TAREFA OBRIGATÓRIA A. Filtre a listagem e copie cada linha que contém a palavra "locomotive".
··· TEXTO PARA LEITURA
Sobre ela, interpretada magnificamente por Catherine Frot, há algumas características fixas e fáceis em nossas expectativas: cantora, velha, rica, desafinada.

Mas ingênua, jovem, pura, fresca, leve, solta também são adjetivos que facilmente podemos destilar para Marguerite e que provavelmente são mais adequados à sua essência.


Um exercício de paciência

Além de tudo, Marguerite tem seu ritmo. É um filme lento. Cheio de pausas. Com cenas que a princípio não fazem sentido e com espaços que demoram.

Marguerite é sim um exercício de paciência. Mas não nos vence pelo cansaço. Nos vence pela coragem.

Assim como a própria personagem, que ao contrário das primeiras suposições vai, aos poucos, mostrando que não conquista as pessoas que seguem ao seu lado por causa do dinheiro, mas porque os inspira. Ela os ganha pela pureza e autenticidade sem ser arrogante, boçal, prepotente.
······
TAREFA OBRIGATÓRIA B. Segundo o texto sobre o filme Marguerite, o filme nos vence pelo quê?
··· REGISTROS DE DADOS
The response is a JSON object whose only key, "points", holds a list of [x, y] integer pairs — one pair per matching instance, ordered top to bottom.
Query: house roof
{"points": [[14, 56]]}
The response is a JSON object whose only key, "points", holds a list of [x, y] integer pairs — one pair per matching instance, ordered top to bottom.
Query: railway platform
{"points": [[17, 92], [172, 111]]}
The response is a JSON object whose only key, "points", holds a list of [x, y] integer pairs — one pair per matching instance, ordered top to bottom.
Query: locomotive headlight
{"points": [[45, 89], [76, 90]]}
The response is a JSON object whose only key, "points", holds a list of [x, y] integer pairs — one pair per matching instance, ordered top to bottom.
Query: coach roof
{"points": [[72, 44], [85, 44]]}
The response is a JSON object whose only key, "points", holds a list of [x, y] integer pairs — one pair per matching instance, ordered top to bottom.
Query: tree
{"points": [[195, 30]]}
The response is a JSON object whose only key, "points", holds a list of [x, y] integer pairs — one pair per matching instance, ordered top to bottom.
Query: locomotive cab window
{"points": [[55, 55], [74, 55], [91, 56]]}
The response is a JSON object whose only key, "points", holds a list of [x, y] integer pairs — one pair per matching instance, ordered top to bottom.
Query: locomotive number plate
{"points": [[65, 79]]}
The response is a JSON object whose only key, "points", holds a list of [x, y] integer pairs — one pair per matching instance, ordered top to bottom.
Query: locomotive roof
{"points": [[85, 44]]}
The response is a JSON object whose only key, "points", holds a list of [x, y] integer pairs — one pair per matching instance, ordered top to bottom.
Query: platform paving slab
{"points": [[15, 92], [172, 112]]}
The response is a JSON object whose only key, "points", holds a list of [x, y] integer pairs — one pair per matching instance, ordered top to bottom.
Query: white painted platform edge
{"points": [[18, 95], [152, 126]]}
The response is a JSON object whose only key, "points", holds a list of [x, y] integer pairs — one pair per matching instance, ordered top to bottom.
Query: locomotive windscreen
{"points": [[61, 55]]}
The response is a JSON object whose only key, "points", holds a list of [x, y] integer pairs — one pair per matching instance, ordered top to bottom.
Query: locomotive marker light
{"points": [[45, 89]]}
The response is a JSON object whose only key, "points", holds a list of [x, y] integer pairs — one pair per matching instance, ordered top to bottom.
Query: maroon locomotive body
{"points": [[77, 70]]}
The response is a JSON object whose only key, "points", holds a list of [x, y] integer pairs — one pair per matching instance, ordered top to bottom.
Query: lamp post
······
RESPOSTA A.
Query: locomotive headlight
Query: locomotive cab window
Query: locomotive number plate
Query: locomotive roof
Query: locomotive windscreen
Query: locomotive marker light
Query: maroon locomotive body

RESPOSTA B. Pela coragem.